Work instructions: Count the lines in the data below that contain the word "white", and reply with only that number.

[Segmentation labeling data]
========================================
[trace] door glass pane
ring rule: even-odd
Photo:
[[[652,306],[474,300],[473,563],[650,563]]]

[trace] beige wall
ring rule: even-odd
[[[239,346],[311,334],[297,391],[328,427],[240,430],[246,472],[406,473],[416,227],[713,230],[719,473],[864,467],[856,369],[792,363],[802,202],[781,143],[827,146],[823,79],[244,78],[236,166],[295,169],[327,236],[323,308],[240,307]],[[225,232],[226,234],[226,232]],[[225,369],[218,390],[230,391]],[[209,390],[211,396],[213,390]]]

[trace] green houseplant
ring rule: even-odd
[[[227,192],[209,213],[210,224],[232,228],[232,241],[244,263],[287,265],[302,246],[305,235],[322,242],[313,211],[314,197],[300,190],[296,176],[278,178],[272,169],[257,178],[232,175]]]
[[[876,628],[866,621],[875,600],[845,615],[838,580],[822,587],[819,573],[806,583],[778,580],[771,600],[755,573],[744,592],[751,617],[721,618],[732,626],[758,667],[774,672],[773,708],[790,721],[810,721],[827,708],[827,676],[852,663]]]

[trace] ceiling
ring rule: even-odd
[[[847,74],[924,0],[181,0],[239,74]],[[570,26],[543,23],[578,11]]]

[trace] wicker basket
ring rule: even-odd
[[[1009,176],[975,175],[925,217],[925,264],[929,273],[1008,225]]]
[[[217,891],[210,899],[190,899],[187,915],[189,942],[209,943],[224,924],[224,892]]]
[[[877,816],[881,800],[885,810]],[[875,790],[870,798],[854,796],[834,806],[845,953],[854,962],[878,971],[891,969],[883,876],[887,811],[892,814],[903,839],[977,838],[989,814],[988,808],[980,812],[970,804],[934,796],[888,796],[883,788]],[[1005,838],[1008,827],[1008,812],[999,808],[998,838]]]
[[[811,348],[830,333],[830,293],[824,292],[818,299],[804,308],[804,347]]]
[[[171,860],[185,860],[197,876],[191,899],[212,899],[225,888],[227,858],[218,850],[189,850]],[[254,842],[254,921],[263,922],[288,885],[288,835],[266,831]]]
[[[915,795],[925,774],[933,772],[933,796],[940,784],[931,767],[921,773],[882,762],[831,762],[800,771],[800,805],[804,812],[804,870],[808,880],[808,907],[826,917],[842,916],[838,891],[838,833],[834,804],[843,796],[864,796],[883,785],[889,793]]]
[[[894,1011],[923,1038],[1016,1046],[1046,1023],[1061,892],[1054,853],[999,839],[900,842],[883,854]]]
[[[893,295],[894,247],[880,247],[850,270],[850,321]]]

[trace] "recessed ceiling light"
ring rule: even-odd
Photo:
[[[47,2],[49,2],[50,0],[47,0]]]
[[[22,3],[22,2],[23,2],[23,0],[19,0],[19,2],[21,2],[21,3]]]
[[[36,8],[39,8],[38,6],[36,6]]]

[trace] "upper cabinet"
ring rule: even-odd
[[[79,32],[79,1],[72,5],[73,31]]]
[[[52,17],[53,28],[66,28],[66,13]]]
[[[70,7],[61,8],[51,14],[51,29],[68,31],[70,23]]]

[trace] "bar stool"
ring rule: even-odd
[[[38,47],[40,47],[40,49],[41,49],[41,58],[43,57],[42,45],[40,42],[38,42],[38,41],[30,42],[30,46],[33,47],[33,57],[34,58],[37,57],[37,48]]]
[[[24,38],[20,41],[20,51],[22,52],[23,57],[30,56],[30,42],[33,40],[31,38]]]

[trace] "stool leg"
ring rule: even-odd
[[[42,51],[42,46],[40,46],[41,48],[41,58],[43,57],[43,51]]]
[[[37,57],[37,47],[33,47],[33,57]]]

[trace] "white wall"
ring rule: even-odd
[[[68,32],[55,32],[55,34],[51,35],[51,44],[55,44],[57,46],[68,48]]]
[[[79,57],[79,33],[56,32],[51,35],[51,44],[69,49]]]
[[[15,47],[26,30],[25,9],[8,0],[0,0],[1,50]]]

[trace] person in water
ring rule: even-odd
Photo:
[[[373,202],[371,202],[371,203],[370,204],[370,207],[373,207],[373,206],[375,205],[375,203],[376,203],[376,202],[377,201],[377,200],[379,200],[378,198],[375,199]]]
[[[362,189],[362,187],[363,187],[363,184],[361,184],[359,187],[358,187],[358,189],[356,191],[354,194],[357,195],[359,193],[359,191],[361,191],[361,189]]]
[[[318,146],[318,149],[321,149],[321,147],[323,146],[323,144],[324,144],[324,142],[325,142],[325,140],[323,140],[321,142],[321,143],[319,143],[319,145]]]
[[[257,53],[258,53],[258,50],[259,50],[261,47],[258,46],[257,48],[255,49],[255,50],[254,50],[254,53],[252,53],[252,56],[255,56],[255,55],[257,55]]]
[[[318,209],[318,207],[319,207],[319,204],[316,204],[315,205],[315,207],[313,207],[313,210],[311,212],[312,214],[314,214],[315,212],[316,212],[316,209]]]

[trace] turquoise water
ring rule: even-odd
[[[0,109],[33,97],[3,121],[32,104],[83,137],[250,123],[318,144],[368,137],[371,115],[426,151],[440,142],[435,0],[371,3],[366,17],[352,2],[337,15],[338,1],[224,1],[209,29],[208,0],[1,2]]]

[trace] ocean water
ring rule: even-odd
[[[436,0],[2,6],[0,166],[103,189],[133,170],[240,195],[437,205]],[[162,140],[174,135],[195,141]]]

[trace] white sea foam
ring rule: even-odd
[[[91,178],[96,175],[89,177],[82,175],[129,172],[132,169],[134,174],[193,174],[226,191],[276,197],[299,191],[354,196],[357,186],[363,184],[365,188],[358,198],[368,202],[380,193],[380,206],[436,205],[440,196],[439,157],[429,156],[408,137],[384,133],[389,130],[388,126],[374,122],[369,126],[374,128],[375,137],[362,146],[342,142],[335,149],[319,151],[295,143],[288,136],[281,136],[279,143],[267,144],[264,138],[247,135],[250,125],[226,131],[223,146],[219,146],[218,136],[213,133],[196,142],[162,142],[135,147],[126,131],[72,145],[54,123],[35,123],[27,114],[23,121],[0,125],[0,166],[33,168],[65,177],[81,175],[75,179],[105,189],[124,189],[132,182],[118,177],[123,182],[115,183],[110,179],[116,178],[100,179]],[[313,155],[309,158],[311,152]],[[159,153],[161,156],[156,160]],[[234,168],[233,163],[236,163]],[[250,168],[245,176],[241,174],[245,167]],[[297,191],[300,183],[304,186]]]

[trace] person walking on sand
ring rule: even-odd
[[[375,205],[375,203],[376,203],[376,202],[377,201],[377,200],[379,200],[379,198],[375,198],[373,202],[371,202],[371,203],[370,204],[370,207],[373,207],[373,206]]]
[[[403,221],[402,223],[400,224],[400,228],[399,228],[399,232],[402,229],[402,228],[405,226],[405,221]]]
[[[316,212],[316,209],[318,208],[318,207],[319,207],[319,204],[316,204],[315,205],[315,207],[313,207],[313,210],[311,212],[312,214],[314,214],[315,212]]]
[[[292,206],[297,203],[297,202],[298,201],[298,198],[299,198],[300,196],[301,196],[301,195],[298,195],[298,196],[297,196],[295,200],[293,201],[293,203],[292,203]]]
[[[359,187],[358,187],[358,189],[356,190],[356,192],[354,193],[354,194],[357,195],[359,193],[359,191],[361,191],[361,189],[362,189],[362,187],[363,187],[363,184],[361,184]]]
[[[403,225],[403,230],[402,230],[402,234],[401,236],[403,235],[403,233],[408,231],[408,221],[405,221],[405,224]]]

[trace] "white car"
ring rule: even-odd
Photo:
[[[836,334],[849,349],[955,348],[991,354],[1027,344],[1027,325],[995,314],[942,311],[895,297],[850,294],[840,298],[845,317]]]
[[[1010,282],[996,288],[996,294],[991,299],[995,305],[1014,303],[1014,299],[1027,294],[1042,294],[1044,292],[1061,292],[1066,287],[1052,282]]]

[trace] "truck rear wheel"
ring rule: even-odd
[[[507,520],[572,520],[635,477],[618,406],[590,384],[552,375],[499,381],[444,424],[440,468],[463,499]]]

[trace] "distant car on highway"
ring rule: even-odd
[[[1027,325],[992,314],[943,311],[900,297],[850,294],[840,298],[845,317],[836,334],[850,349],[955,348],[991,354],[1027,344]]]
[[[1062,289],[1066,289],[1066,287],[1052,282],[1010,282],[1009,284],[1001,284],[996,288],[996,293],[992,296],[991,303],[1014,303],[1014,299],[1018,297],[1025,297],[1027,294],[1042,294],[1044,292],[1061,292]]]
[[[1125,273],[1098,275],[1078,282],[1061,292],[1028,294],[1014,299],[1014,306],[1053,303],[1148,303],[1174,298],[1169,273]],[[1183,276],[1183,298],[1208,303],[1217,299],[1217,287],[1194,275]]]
========================================
Complete output: 3